## TASK BRIEF
Write out the data below exactly as given, without any of its pictures.

§

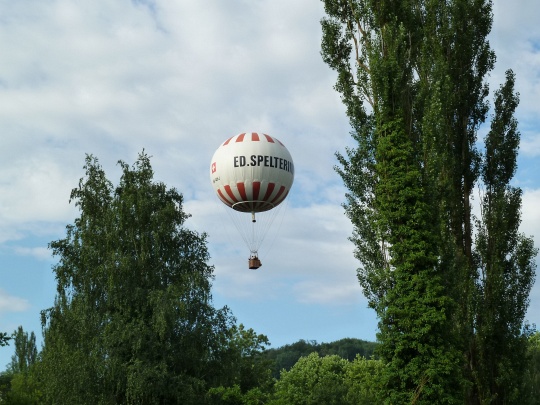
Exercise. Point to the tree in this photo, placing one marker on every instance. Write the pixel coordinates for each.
(532, 375)
(4, 339)
(313, 380)
(363, 380)
(249, 378)
(133, 320)
(25, 351)
(411, 75)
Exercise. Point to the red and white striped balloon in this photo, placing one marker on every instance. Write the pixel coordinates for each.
(252, 172)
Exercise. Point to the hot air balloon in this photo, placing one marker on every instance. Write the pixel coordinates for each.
(252, 174)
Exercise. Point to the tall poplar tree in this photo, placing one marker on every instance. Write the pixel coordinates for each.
(411, 75)
(133, 320)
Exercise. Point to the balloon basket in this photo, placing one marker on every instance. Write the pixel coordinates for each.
(254, 263)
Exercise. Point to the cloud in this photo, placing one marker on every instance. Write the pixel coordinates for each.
(9, 303)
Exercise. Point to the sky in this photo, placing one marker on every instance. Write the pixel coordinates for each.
(176, 78)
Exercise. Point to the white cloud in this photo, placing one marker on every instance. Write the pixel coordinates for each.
(9, 303)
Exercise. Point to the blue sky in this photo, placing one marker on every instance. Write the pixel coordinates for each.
(111, 77)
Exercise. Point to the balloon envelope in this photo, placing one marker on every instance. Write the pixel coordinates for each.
(252, 172)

§

## WRITTEN RESPONSE
Exercise. Point to the tree in this photo, placing one marker on every instance. Write the pixel coordinates for each.
(532, 375)
(4, 339)
(313, 380)
(363, 380)
(249, 378)
(133, 320)
(25, 351)
(411, 75)
Exercise. Point to the red and white striped balloon in this photo, placing one marker on every instance. Write the pixel coordinates for each.
(252, 172)
Exercise. Point to the hot air balloon in this photo, placing one marker on every instance. Write the pixel coordinates for each.
(252, 174)
Exercise. Point to the tall poplar tree in this photo, placing one marker on every instance. Write the pixel coordinates for each.
(411, 75)
(133, 320)
Exercise. Point to the balloon basket in this photo, placing one marker on every instance. Write the pixel coordinates for each.
(254, 263)
Exercise. Point to the cloud in this photo, placing one marker on every instance. Write the pixel coordinates for each.
(9, 303)
Exercise. Point to the sky in this photo, placing one marker on every instance. Write the pixel coordinates for each.
(176, 78)
Exercise. Point to the white cloud in this photo, placing one marker on every instance. Write the pixel coordinates for each.
(9, 303)
Exercise. Point to the blue sky in this photo, placing one marker on every instance. Write the pixel coordinates for each.
(111, 77)
Exercise. Point to the balloon envelope in this photo, placing one marker on every instance. Write the pixel coordinates for each.
(252, 172)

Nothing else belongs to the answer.